_TEXT SEGMENT_.
◆ ◆ ◆

As Carl Sagan might say, there are billions and billions of possible food-and-wine pairings these days. Not only are we blessed with an ever-increasing array of wines, but the way we eat — pizza one night, Thai food the next, a fish fry every other Friday — is wider-ranging than ever.

But matching up vittles and vino actually has never been easier, because we've thrown out the rulebook.

Red wine can work with fish, white wine with beef tartare and pink wine with pretty much everything. Bubbly can be just as appropriate when the special occasion is a meal.

In place of the old standards, here are a few basic guidelines and an emphasis on different ways of approaching the potential pairing.

Textures and techniques, complements and contrasts, instinct and intuition, these are the pairing principles that work nowadays.

Pairings these days are all about guidelines and approaches. Here are five of each. GUIDELINES

A WEIGHTY MATTER

Call it texture, body, intensity or weight, but what a pairing comes down to is mouthfeel. Wine can overwhelm food, and vice versa. If the food is delicate and the wine is dense (shrimp scampi and cabernet sauvignon, for example) or vice versa (roast lamb and pinot grigio), it's best to put away the Riedel glassware and just go with water. If, on the other hand, both are rich (foie gras and Sauternes) or light (sautéed tilapia and sauvignon blanc), we have a winner. Interestingly, if the weight's the same, the color of the wine matters a lot less.

◆ ◆ ◆

_CHALLENGE A_.
Repeat the listing from its first line through the line containing "[364,139,402,245]", with both ends included.
The wine-pairing article and the listing come from unrelated sources.

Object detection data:

◆ ◆ ◆

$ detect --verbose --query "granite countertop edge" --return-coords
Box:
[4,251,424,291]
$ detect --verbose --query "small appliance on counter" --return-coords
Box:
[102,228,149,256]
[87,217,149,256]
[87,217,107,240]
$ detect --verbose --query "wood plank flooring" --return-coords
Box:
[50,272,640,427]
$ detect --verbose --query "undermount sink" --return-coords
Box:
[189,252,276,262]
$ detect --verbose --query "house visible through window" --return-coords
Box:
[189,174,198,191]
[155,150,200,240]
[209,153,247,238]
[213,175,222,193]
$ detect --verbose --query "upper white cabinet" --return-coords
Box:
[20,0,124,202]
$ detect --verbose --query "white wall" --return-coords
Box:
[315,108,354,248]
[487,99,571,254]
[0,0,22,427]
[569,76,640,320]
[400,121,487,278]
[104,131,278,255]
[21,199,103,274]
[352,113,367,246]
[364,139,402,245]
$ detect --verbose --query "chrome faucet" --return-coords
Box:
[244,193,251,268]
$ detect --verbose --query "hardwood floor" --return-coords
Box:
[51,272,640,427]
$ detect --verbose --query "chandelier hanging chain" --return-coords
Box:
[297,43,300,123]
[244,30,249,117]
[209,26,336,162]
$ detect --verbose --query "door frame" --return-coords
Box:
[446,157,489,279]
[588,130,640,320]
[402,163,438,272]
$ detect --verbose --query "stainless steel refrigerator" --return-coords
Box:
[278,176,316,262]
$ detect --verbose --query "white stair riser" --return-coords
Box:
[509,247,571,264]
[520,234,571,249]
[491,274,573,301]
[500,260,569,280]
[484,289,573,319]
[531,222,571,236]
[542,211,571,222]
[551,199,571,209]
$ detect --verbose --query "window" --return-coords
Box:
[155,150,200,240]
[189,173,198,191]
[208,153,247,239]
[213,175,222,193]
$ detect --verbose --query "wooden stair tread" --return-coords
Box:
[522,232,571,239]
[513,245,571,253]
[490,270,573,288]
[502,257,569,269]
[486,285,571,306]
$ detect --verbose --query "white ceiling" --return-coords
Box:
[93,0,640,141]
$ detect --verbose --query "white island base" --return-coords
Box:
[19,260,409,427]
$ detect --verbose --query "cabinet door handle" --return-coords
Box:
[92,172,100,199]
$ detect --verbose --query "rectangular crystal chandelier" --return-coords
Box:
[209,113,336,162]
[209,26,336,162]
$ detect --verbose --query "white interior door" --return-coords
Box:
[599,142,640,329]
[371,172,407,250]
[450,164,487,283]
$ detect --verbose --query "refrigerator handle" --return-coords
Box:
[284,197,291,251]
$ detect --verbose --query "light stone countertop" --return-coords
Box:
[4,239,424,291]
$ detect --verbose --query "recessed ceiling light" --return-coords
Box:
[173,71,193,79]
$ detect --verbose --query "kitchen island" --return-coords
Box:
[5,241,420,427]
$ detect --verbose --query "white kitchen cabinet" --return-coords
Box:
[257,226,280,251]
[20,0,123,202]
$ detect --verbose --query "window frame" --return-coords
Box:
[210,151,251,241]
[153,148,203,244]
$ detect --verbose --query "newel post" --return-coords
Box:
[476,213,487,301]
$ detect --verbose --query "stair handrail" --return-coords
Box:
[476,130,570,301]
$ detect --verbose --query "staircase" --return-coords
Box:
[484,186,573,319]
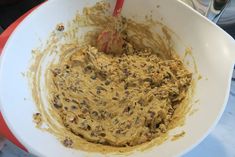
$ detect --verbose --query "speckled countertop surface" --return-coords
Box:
[0,0,235,157]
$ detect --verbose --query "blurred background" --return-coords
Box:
[0,0,235,157]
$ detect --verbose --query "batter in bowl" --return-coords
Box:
[50,43,192,147]
[30,3,193,151]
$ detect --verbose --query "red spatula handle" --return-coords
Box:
[0,3,43,152]
[113,0,124,16]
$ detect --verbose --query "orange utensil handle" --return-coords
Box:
[113,0,124,16]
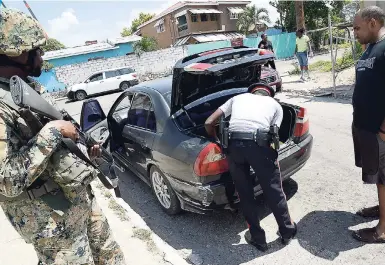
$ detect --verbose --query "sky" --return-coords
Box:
[0,0,278,47]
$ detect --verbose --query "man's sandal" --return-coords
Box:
[353,227,385,244]
[356,205,380,218]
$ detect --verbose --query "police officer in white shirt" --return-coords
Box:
[205,84,297,251]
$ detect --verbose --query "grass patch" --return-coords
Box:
[103,190,112,199]
[289,43,364,75]
[108,199,130,221]
[309,45,363,72]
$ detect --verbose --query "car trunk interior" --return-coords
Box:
[176,91,296,148]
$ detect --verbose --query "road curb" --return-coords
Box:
[110,192,191,265]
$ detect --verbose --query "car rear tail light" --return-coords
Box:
[294,108,309,137]
[194,143,229,177]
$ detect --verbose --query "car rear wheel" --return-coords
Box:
[119,81,131,91]
[150,166,181,215]
[75,90,87,100]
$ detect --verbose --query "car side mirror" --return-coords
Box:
[87,114,102,123]
[80,98,106,132]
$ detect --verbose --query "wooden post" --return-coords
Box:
[294,1,305,29]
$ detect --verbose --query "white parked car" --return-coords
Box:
[67,67,139,100]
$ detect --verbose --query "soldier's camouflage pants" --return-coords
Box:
[3,187,126,265]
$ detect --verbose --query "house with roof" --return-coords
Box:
[135,0,251,48]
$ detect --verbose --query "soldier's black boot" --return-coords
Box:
[281,223,298,245]
[245,231,269,252]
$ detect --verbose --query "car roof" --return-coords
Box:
[135,75,172,95]
[102,66,133,72]
[88,66,134,77]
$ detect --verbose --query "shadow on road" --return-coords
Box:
[120,170,298,265]
[297,211,364,260]
[283,86,353,105]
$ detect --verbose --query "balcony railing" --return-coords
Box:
[178,23,188,32]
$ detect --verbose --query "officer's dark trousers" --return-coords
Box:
[265,60,276,70]
[229,140,295,243]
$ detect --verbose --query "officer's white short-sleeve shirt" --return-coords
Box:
[219,93,283,132]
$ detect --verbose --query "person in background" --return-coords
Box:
[258,34,275,70]
[352,6,385,243]
[295,29,313,81]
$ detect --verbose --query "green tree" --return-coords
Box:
[41,38,66,52]
[237,5,271,35]
[133,37,158,57]
[270,0,344,32]
[120,12,155,37]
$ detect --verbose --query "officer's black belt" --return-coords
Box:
[229,131,272,147]
[0,179,61,202]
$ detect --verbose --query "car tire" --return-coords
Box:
[150,166,182,215]
[75,90,87,101]
[119,81,131,91]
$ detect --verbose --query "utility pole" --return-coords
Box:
[294,1,305,29]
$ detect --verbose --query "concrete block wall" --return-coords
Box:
[55,47,187,86]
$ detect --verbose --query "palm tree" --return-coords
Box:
[237,5,271,36]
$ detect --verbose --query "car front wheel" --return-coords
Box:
[150,166,181,215]
[75,90,87,101]
[120,81,131,91]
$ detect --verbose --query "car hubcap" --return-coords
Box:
[122,83,128,90]
[152,171,171,209]
[78,93,84,100]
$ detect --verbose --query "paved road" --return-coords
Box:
[57,75,385,265]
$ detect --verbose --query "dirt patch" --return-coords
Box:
[282,64,355,98]
[108,198,130,221]
[132,228,158,252]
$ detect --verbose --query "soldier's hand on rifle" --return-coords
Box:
[88,144,102,158]
[49,120,79,141]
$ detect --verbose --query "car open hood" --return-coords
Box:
[170,47,275,115]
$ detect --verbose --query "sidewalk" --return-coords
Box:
[0,181,187,265]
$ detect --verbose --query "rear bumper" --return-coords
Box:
[130,79,139,86]
[169,134,313,214]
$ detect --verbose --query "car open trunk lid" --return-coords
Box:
[170,47,275,115]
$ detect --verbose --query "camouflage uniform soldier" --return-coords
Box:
[0,9,125,265]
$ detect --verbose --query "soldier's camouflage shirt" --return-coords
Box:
[0,78,96,244]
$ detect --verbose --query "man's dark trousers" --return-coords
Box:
[229,140,295,244]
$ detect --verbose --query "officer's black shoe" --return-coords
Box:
[281,223,298,245]
[245,231,269,252]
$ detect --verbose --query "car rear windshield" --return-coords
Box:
[170,87,247,130]
[119,68,135,75]
[163,92,171,107]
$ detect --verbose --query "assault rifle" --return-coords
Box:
[10,76,120,197]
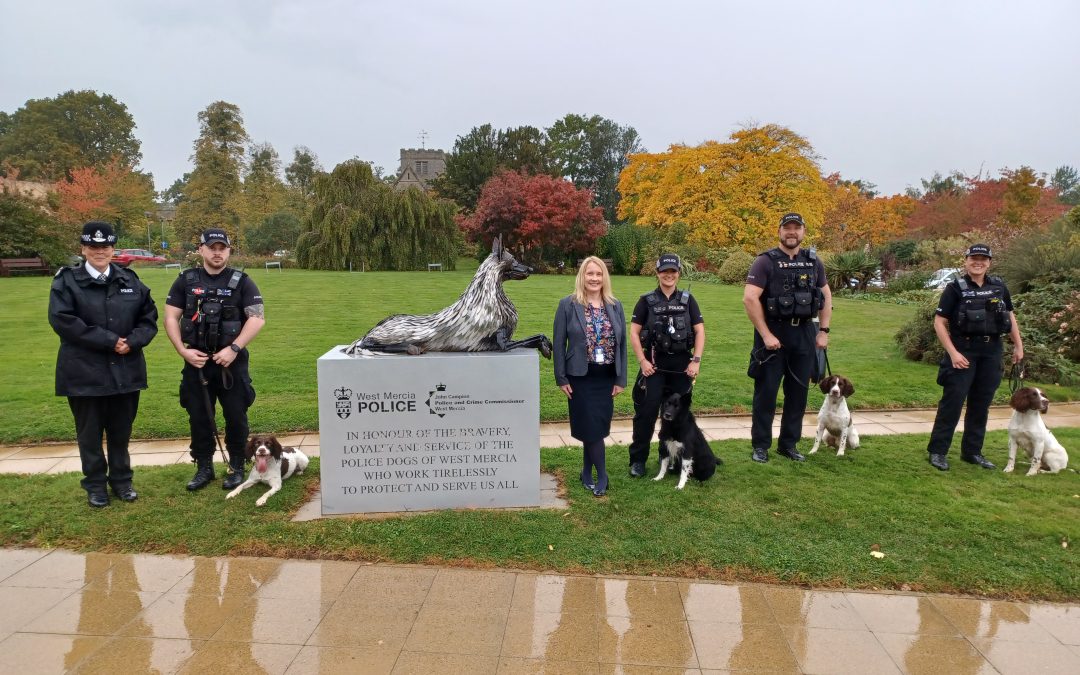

◆ ◆ ◆

_CHALLENGE B_.
In the wine-pairing article, which food and wine are given as an example where both are rich?

_WRITTEN SOLUTION A_.
$ detect --verbose --query "granite countertop edge" --return-coords
Box:
[4,251,424,291]
$ detect --verbose --query "small appliance on counter" --return-coords
Box:
[102,228,149,256]
[87,217,149,256]
[87,217,107,240]
$ detect --verbose --query "wood plank flooring" --return-coords
Box:
[50,272,640,427]
$ detect --verbose --query "undermount sink" --return-coords
Box:
[189,252,276,262]
$ detect --verbose --query "house visible through window" --return-coords
Box:
[189,174,198,191]
[155,150,200,240]
[209,153,247,238]
[213,175,222,193]
$ detect --verbose --query "upper white cabinet" --return-coords
Box:
[20,0,124,202]
$ detect --verbose --query "white wall" --return-coords
Box:
[315,108,354,248]
[487,99,571,254]
[0,0,22,427]
[569,76,640,320]
[400,121,487,278]
[104,131,278,255]
[21,199,103,274]
[352,113,367,246]
[364,139,402,245]

_WRITTEN SOLUTION B_.
Foie gras and Sauternes.